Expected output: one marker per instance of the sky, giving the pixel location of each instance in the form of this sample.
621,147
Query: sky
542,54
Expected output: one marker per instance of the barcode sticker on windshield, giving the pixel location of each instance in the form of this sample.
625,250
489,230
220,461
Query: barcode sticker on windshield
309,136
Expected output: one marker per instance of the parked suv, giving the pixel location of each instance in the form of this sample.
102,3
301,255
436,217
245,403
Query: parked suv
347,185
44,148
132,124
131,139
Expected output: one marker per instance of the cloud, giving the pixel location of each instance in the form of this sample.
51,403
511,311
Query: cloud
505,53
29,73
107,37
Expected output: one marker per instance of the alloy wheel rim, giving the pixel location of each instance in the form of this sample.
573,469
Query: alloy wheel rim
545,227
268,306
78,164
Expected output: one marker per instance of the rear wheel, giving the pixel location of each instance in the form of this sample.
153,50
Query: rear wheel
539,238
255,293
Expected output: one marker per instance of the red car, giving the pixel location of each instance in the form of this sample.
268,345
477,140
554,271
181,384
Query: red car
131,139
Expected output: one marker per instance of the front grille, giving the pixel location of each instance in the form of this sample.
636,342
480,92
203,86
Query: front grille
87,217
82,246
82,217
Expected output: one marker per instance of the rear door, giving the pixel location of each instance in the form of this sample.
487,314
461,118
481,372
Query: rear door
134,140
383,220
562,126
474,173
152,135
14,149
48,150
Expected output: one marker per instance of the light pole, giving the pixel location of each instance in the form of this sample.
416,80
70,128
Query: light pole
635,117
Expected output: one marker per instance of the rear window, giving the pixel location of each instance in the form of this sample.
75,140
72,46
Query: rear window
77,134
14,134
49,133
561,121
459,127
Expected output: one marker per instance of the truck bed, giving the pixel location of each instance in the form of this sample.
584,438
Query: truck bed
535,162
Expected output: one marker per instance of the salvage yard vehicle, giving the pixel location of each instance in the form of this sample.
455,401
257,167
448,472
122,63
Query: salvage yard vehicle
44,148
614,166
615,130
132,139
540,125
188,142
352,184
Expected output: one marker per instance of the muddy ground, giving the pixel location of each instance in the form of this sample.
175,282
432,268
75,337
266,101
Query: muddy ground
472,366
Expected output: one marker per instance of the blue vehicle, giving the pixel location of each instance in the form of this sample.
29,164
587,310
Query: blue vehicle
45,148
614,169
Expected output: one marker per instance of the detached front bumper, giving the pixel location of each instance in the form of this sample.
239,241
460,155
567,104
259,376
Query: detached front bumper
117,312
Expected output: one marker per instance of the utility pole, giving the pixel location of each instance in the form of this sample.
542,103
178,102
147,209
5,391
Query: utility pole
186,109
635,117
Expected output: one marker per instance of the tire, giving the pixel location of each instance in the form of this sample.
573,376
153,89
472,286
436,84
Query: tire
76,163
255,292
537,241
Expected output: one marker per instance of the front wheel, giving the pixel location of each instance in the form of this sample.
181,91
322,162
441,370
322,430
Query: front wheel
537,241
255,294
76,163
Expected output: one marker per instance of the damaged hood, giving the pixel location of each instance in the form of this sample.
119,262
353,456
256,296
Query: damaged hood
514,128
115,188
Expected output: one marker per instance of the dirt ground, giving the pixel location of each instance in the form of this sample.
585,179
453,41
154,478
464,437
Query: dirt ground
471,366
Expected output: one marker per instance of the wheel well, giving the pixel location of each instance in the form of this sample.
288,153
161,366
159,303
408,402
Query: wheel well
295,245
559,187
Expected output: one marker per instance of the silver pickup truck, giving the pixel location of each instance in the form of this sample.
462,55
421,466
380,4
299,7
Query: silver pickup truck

* EXERCISE INSTRUCTIONS: Take the entries above and copy them out exactly.

* SOLUTION FOR THIS EXERCISE:
Expected output: one marker per instance of the sky, giving the pixel location of each instance in the form of this sample.
621,147
Query: sky
542,54
Expected output: one marker per instance of the barcode sticker on windshield, giving the pixel location of each instance in the form of this sample.
625,250
489,230
220,461
Query: barcode sticker on windshield
309,136
Expected output: one marker per instance of the parked suv, giving the pixel location of each instance in the form of this sample.
102,3
301,255
436,217
245,403
Query: parked suv
347,185
44,148
132,124
131,139
Expected output: one marker per instance of the cloud, giving the pixel location of each instance in the form of this sample.
51,403
511,311
Query: cloud
505,53
29,73
107,37
Expected output: one marker per instance of the alloy wheel rim, giving the pixel location of each instance in the form of this sample.
573,469
Query: alloy wheel rim
545,227
268,306
78,164
Expected output: one marker per instance of the rear wheel, giving the pixel location of each instance in the form of this sample.
153,50
Query: rear wheel
539,238
255,293
Expected output: one marker per instance of the red car, giving the pixel location of each instance in the form of this sample.
268,345
477,140
554,271
181,384
Query: red car
131,139
Expected output: one marker per instance of the front grille, giving the pixel location of each instance in the form of this sample.
636,342
480,92
203,86
Query: front grille
87,217
82,246
82,217
Expected output: one marker per instance of the rear door, giving the pixel location of each instance in the form of this sample.
487,314
461,118
481,372
Query: rear door
134,140
383,220
562,126
474,173
152,135
14,149
48,150
Expected output: one marker per instance of the light pole, giving the pixel location of each instance in the form of this sample.
416,80
70,128
Query: light pole
635,117
Expected output: one marker per instance of the rear window, giving the pixel location of each instance in the form of this sample.
75,140
72,46
Query: rear window
77,134
14,134
49,133
561,121
459,127
Expected output: one marker per instance of the truck bed, giving the pixel location of each instance in the form of this sample.
584,438
Query: truck bed
535,162
Expected output: one marker per instance of the salvage yard vehicle, giving the pixel location of each instance in the form of this sample.
455,401
257,167
448,472
122,63
Query: salvage yard vehicle
44,148
614,166
615,130
132,139
540,125
188,142
352,184
Expected output: one marker per instance of the muddy ground, giving the pixel location of each instance in the form of this sample.
175,282
432,268
75,337
266,101
Query: muddy ground
472,366
Expected output: one marker per instance of the blue vehicle, giving the pixel location of each instance in the form of this sample.
29,164
587,310
Query: blue vehicle
45,148
614,169
Expected output: one marker per instance of the detached front bumper, giving the pixel location of each instance in the form of this sample.
239,241
460,155
567,104
259,376
Query: detached front bumper
117,312
Expected output: one marker per instance of the utility pole, giving the pixel location of each instance in the form of this sample.
542,103
178,102
147,209
5,391
Query: utility pole
186,109
635,117
Expected output: one marker per instance of the tire, giving the pixel location of each instance in the form of this sample.
573,376
153,89
472,286
436,84
Query: tire
76,163
255,292
537,241
Expected output: one marker per instance of the front wheel, giving the pixel location of each instance in the form of this sample.
181,91
322,162
441,370
322,430
Query: front wheel
537,241
255,294
76,163
Expected output: one marker per instance of the damaged hood, giving the pixel location of each instance in the form of this sample.
119,262
353,456
256,296
Query: damaged hood
514,128
115,188
Expected output: one marker per instance of the dirt ground, giving the pixel location of each instance in the form of this sample.
585,179
453,41
154,478
464,437
Query: dirt ground
471,366
Expected output: one marker per instance of the wheel well, giving the pixel location of each instance in the form of this sample.
288,153
161,366
159,303
408,402
Query: wheel well
295,245
559,187
Expected output: one marker per instance of the silver pickup truck, giving the pixel location of each instance in the form of this sample.
462,55
421,466
380,4
299,7
Query: silver pickup truck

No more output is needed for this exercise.